AIM: Can you lay out every line of all the records below as a JSON list of strings, one string per line, leaving out any blank lines?

INPUT:
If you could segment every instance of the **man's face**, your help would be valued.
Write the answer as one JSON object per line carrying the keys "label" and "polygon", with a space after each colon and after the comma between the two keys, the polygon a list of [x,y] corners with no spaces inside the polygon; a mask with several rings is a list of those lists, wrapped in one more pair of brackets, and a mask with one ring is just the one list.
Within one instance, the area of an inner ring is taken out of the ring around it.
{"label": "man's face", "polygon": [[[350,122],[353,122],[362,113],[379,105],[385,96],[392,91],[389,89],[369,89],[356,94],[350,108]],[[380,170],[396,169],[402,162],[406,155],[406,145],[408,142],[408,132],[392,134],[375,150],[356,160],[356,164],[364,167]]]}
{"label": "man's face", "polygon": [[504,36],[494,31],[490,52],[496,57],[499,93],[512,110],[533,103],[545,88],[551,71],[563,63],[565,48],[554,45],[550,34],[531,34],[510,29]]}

RESPONSE TO THE TASK:
[
  "If you could segment every instance of the **man's face**, your help would be valued.",
  "Write the answer as one JSON object per line carrying the keys \"label\" and \"polygon\", with a space after each colon and after the comma between the two keys, the polygon a list of [x,y] corners with no spaces inside the polygon; a mask with several rings is a list of those lists, wrapped in one more pair of brackets, and a mask with one ring is just the one list.",
  "Within one instance, the area of an inner ring is taken out of the ring around it.",
  "{\"label\": \"man's face\", \"polygon\": [[[350,122],[353,122],[362,113],[379,105],[385,96],[392,91],[389,89],[369,89],[356,94],[350,108]],[[380,170],[396,169],[402,162],[406,155],[406,145],[408,142],[408,132],[392,134],[375,150],[356,160],[356,164],[364,167]]]}",
  "{\"label\": \"man's face\", \"polygon\": [[504,36],[494,31],[490,52],[496,57],[499,93],[512,110],[533,103],[545,88],[551,71],[563,63],[565,48],[554,45],[550,34],[531,34],[510,29]]}"
]